- **ABOUT THIS EXERCISE**
Each entry should be transcribed exactly as written, and any picture left out.

- **Region pointing data**
━━━
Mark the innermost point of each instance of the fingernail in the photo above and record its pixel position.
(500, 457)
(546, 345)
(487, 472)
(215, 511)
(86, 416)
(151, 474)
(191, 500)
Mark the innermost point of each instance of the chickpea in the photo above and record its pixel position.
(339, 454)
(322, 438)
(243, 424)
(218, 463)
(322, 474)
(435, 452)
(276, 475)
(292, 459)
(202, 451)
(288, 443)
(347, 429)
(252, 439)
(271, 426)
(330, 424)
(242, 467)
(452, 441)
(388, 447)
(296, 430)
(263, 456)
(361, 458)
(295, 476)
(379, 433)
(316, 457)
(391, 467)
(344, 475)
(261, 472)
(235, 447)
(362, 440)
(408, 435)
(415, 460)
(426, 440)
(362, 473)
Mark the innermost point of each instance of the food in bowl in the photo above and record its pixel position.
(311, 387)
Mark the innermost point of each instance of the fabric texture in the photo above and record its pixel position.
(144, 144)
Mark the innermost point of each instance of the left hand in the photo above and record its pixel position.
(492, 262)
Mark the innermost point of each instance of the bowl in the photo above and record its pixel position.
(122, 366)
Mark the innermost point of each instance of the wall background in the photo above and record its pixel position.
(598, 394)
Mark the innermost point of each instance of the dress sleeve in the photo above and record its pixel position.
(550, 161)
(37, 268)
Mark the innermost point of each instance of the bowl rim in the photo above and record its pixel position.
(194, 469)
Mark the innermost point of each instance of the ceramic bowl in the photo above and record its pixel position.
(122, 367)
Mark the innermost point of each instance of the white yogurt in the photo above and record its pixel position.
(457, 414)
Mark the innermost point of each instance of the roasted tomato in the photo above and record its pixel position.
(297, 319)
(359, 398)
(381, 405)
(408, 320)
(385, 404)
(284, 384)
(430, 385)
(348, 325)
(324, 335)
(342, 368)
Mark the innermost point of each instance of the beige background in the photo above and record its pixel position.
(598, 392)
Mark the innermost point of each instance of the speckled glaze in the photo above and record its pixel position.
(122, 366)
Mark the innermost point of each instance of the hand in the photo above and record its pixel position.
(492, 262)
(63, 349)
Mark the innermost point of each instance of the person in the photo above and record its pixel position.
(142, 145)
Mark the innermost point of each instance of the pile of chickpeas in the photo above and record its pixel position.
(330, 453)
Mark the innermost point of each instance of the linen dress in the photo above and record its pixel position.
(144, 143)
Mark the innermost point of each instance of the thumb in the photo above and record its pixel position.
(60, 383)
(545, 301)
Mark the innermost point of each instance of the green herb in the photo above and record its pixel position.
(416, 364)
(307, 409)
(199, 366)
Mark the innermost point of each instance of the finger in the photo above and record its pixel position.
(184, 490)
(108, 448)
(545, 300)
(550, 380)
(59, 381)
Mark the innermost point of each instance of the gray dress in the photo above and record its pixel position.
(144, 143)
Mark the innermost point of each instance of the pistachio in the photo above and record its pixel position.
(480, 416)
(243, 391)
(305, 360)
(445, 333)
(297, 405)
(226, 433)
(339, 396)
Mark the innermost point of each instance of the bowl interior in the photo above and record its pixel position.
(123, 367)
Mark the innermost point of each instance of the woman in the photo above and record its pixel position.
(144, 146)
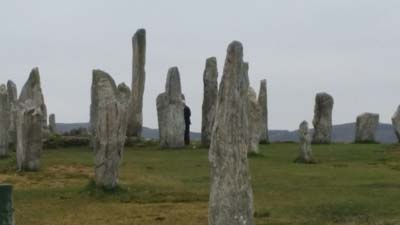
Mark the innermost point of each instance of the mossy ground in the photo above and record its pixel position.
(350, 184)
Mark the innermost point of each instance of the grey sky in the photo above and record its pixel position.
(350, 49)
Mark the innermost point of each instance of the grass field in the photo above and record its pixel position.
(351, 184)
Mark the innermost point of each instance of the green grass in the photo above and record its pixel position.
(350, 184)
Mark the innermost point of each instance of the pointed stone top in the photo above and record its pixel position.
(101, 75)
(140, 37)
(11, 83)
(211, 62)
(304, 124)
(124, 92)
(3, 89)
(235, 52)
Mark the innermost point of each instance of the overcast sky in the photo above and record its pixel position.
(350, 49)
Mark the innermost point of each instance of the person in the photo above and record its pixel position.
(187, 114)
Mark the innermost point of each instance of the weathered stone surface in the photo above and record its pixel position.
(322, 119)
(4, 120)
(231, 198)
(6, 206)
(262, 101)
(171, 121)
(396, 122)
(109, 117)
(52, 124)
(12, 100)
(210, 93)
(138, 79)
(366, 126)
(255, 121)
(305, 144)
(32, 94)
(29, 116)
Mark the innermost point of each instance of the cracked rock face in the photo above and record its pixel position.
(29, 125)
(305, 144)
(396, 123)
(366, 126)
(4, 120)
(262, 101)
(210, 82)
(231, 198)
(12, 100)
(170, 109)
(109, 117)
(138, 80)
(255, 121)
(322, 119)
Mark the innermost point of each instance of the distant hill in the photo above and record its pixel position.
(343, 133)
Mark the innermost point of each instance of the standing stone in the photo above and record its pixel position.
(34, 93)
(29, 126)
(366, 126)
(255, 121)
(262, 101)
(6, 205)
(210, 82)
(109, 117)
(138, 79)
(12, 100)
(52, 124)
(4, 120)
(305, 144)
(170, 105)
(231, 198)
(396, 122)
(322, 119)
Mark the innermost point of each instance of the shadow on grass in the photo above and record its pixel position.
(141, 194)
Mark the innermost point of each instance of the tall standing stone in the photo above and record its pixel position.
(6, 205)
(12, 100)
(138, 79)
(109, 117)
(366, 126)
(52, 124)
(262, 101)
(305, 144)
(396, 122)
(29, 116)
(4, 120)
(322, 119)
(231, 198)
(255, 121)
(210, 93)
(170, 107)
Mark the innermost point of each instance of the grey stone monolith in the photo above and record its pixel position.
(231, 198)
(4, 120)
(210, 93)
(255, 121)
(305, 155)
(12, 100)
(138, 80)
(170, 107)
(109, 117)
(29, 116)
(322, 119)
(6, 205)
(366, 126)
(263, 102)
(52, 124)
(396, 123)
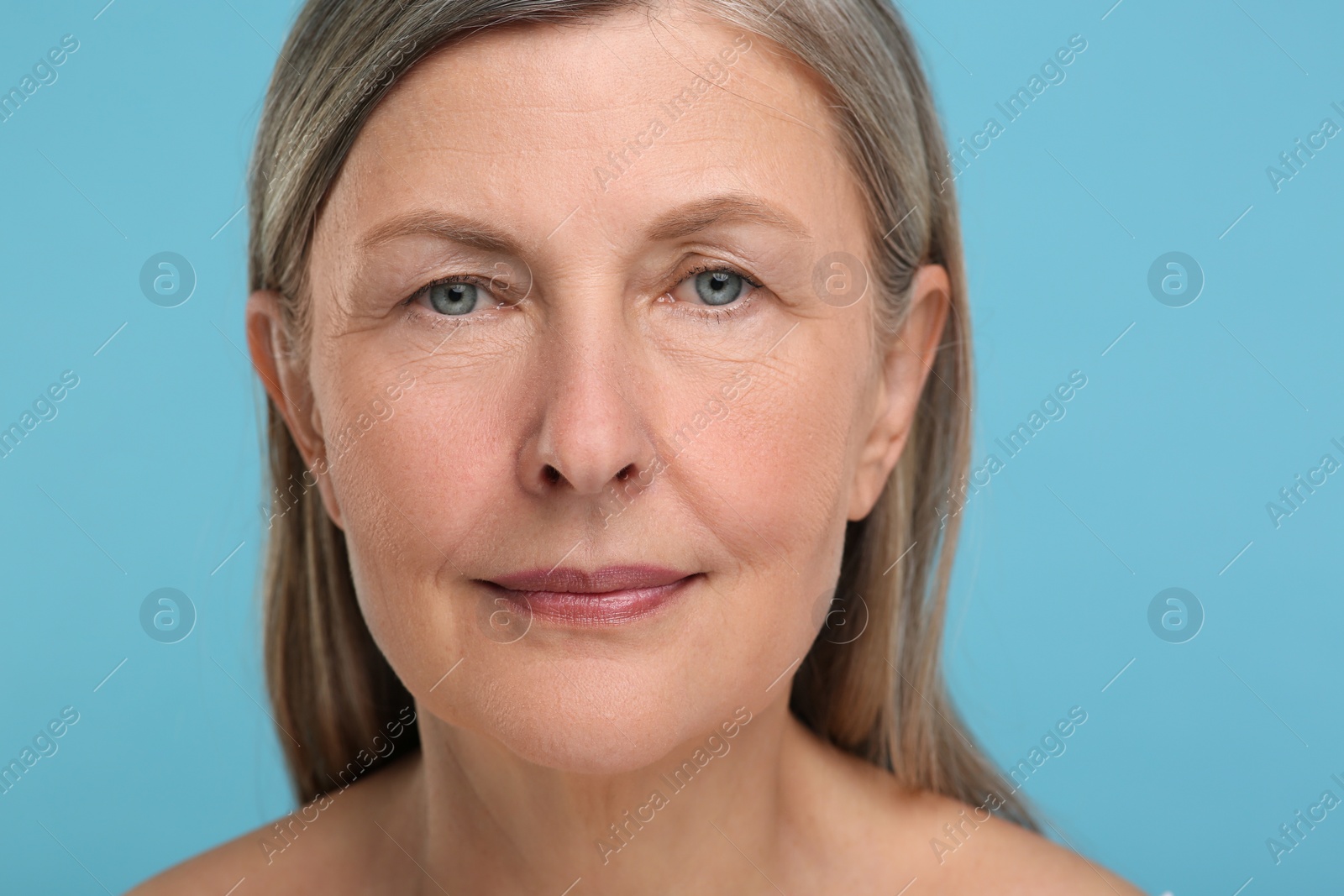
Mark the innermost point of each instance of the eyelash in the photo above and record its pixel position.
(710, 312)
(703, 312)
(434, 317)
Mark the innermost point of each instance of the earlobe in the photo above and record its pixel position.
(289, 389)
(905, 369)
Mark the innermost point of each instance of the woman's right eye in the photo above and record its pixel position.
(454, 297)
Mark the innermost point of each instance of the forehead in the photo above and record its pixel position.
(586, 130)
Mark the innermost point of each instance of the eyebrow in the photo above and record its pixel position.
(683, 221)
(723, 208)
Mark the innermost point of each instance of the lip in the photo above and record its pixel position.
(605, 597)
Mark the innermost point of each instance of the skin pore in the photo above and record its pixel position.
(558, 325)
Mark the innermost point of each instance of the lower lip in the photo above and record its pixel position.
(601, 609)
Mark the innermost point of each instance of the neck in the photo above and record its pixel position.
(479, 819)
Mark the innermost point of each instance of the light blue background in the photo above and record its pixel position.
(1158, 476)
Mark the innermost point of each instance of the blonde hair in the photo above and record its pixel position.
(880, 696)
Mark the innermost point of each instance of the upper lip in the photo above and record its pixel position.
(573, 580)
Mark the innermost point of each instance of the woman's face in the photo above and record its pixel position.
(593, 399)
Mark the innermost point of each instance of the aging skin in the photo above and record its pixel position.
(595, 349)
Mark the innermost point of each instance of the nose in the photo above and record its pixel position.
(591, 432)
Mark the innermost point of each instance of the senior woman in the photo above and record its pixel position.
(617, 358)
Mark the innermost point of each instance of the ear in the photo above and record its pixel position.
(289, 389)
(905, 369)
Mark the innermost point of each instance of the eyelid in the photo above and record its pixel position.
(480, 282)
(712, 313)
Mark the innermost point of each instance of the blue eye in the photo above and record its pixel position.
(718, 286)
(454, 298)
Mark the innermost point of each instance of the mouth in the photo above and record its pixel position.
(606, 597)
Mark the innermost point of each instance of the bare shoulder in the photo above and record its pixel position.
(322, 848)
(874, 831)
(972, 851)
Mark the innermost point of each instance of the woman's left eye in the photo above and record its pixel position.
(714, 288)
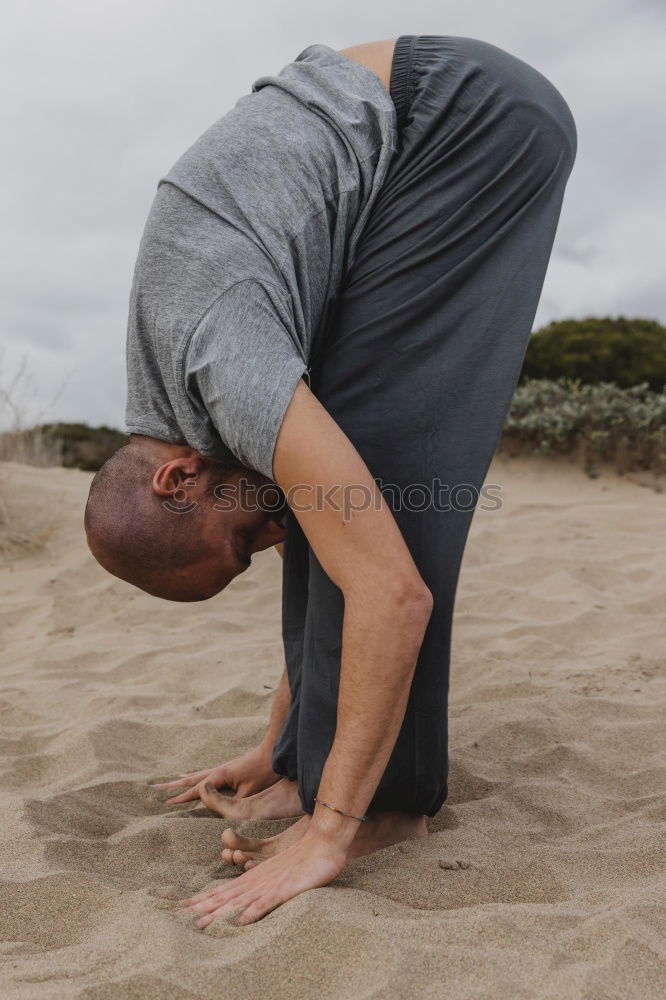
━━━
- **OUTPUT FOR THIS EXERCISE**
Mark the innermost point of each instance of the fingernail in the photo above and record its pixel position.
(500, 457)
(546, 345)
(487, 472)
(215, 511)
(86, 416)
(151, 474)
(191, 500)
Mark the innermost point of each instance of the chickpea in the photo above and record its pixel position.
(339, 454)
(322, 438)
(243, 424)
(218, 463)
(322, 474)
(435, 452)
(276, 475)
(292, 459)
(202, 451)
(288, 443)
(347, 429)
(252, 439)
(271, 426)
(330, 424)
(242, 467)
(452, 441)
(388, 447)
(296, 430)
(263, 456)
(361, 458)
(295, 476)
(379, 433)
(316, 457)
(391, 467)
(344, 475)
(261, 472)
(235, 447)
(362, 440)
(408, 435)
(415, 460)
(426, 440)
(362, 473)
Mark the innermost point of each instance of the food in bowl in the photo above and record its pixel position.
(311, 387)
Mark the innermost point of each instance of the fabric texture in the photo above and record its pixel position.
(144, 144)
Mark the innermost point of each instance of the left hand in the photo above and record its pixel position.
(492, 262)
Mark the innermost point of each instance of the bowl in the photo above and record its pixel position.
(122, 366)
Mark the innermost point of each instance of the wall background in the photo above and record its pixel position.
(598, 394)
Mark the innermost point of each instance of the dress sleeve in the photo above and record its pixel position.
(550, 161)
(37, 268)
Mark the innermost point of each instance of the bowl rim in the photo above and record its pixel position.
(194, 469)
Mark the innermost point of each instance of the ceramic bowl in the photo above and record its pixel position.
(122, 367)
Mark the innermost point of each instance of the white yogurt in the photo above and record its pixel position.
(457, 414)
Mark the innermost point of each instance of the roasted tomato in the photo above and record its pixel position.
(297, 319)
(359, 398)
(381, 405)
(408, 320)
(385, 404)
(284, 384)
(430, 385)
(348, 325)
(324, 335)
(342, 368)
Mark the innermost point of each instance of the beige background in the photo above and record its pixel position.
(598, 392)
Mark the innermost point of each instance of the speckled glaze in the photo above and record its pixel position.
(122, 366)
Mark the innermost point of each instance of the hand in the photo above and record its pixel position.
(492, 262)
(63, 349)
Mark the innermost point of each instance of the person in the photo above and record its pixel position.
(142, 145)
Mark the innermost point of each instance of the pile of chickpeas in the photo above and record its pixel position.
(330, 453)
Mark the innermost point of each instance of the linen dress in the photo above and record its pixel position.
(144, 143)
Mark the innermost point of each instance of the thumb in the photo above and record its pixel position.
(60, 383)
(545, 301)
Mark the innermost point of each instance of the green herb in the photo above and record its pixel position.
(416, 364)
(307, 409)
(199, 366)
Mark the innermost point of each instance of the finger in the photo above and record its pixel position.
(184, 490)
(108, 448)
(545, 300)
(550, 380)
(59, 381)
Mark the innermost point of each instance of the gray dress in the photo above and record its pixel position.
(144, 143)
Mark the innermost point of each instance of the pistachio in the photo above and record its pixel position.
(480, 416)
(243, 391)
(305, 360)
(445, 333)
(297, 405)
(226, 433)
(339, 396)
Mark the innermost point of each instance of the bowl interior in the photo above and record its pixel position.
(123, 367)
Mark the innermost point of each instance of the woman in the photo above and record its pixel position.
(144, 146)
Mark the innermost point of each instance of the mossy ground in the photo above and record its pixel position.
(350, 184)
Mark the innermost point of each instance of the grey sky in the photo above and record its pixel position.
(350, 49)
Mark the innermost point of each instance of the grass field in the photo above and record its pixel position.
(351, 184)
Mark the innermost point of each instance of the green grass in the photo above and record its pixel position.
(350, 184)
Mark the innermost point of each instance of the pointed stone top in the photo above and record its pixel position.
(101, 75)
(140, 37)
(11, 83)
(211, 62)
(304, 124)
(124, 92)
(3, 89)
(235, 52)
Mark the innermost point of each instance of the overcast sky in the photo above and record its pixel position.
(350, 49)
Mark the innermost point of each instance of the person in the photo above and record its pixel position.
(187, 114)
Mark the innermost point of each instance of the weathered stone surface in the photo above and record its pixel position.
(322, 119)
(4, 120)
(231, 198)
(6, 206)
(262, 101)
(171, 121)
(396, 122)
(109, 117)
(52, 124)
(12, 100)
(210, 93)
(138, 79)
(366, 126)
(255, 121)
(305, 144)
(32, 94)
(29, 116)
Mark the innermost point of each instance of the cracked rock face in the photo above and record its pixel position.
(29, 125)
(305, 144)
(396, 123)
(366, 126)
(4, 120)
(262, 101)
(210, 82)
(231, 198)
(12, 100)
(170, 109)
(109, 117)
(138, 80)
(255, 121)
(322, 119)
Mark the innermost point of each instance of the distant hill in the photo above and record its pixel position.
(343, 133)
Mark the innermost point of each instance of the standing stone in the photo above and record its pixel position.
(34, 93)
(29, 126)
(366, 126)
(255, 121)
(262, 101)
(6, 205)
(210, 82)
(109, 117)
(138, 79)
(12, 100)
(52, 124)
(4, 120)
(305, 144)
(170, 105)
(231, 198)
(396, 122)
(322, 119)
Mark the innermost point of each instance of the shadow on grass in the photo above and record its pixel position.
(141, 194)
Mark the innermost point of each instance of the tall standing stone in the photo above and record its pixel position.
(6, 205)
(12, 100)
(138, 79)
(109, 117)
(366, 126)
(52, 124)
(262, 101)
(305, 144)
(396, 122)
(29, 116)
(4, 120)
(322, 119)
(231, 198)
(255, 121)
(210, 93)
(170, 107)
Mark the innermost point of each instance of the grey stone monolith in the photo above and record its pixel position.
(231, 198)
(4, 120)
(210, 93)
(255, 121)
(305, 155)
(12, 100)
(138, 80)
(170, 107)
(109, 117)
(29, 116)
(322, 119)
(6, 205)
(366, 126)
(263, 102)
(52, 124)
(396, 123)
Mark the innermost point of each instance of the eyelash in the photo above and record its pixel position.
(710, 312)
(703, 312)
(434, 317)
Mark the innermost point of each instance of the earlobe in the photo above and record its pixel position.
(289, 389)
(905, 369)
Mark the innermost point of each instance of the woman's right eye in the photo above and record its pixel position.
(454, 297)
Mark the innermost point of each instance of the forehead in the photo above and record its pixel position.
(586, 130)
Mark the innermost point of each instance of the eyebrow in the photo above and record its pixel position.
(683, 221)
(723, 208)
Mark the innermost point of each instance of the lip in the photo above and record its pixel position.
(605, 597)
Mark the innermost point of each instance of the skin pore in the photo above and record its pixel position.
(558, 325)
Mark the innermost point of each instance of the lower lip in the photo above and record its pixel position.
(601, 609)
Mark the innermost point of each instance of the neck in the photo above and record its pixel position.
(479, 819)
Mark the innermost point of each instance of the light blue background in the photo above and record its pixel position.
(1158, 476)
Mark the innermost point of each instance of the blonde hair in the photo above and record its pixel position.
(880, 696)
Mark the innermost point of each instance of the upper lip in the photo above and record its pixel position.
(573, 580)
Mark the innermost point of each instance of the woman's face in the photo above and record its pixel position.
(593, 399)
Mark the innermost point of each instance of the aging skin in the photo above and record its pixel position.
(595, 349)
Mark the innermost point of each instance of the nose in the photo above and record its pixel position.
(591, 432)
Mark the innermost point of each instance of the senior woman in the photo above and record its pixel position.
(617, 358)
Mark the innermost point of each instance of the ear in the photo above and record its pixel position.
(289, 389)
(905, 369)
Mark the innermost point of each instance of the eyelid in the photo above and record its pixel position.
(480, 282)
(712, 313)
Mark the innermost point of each instance of the blue eye in the photo above and record its pixel position.
(718, 286)
(454, 298)
Mark the innermost point of each instance of the mouth in the photo above and record its pixel position.
(606, 597)
Mark the innermost point of each instance of the bare shoulder in the photo above and record its pixel position.
(322, 848)
(874, 831)
(972, 851)
Mark the innermost point of each instance of the woman's left eye in the photo above and record its pixel position.
(714, 288)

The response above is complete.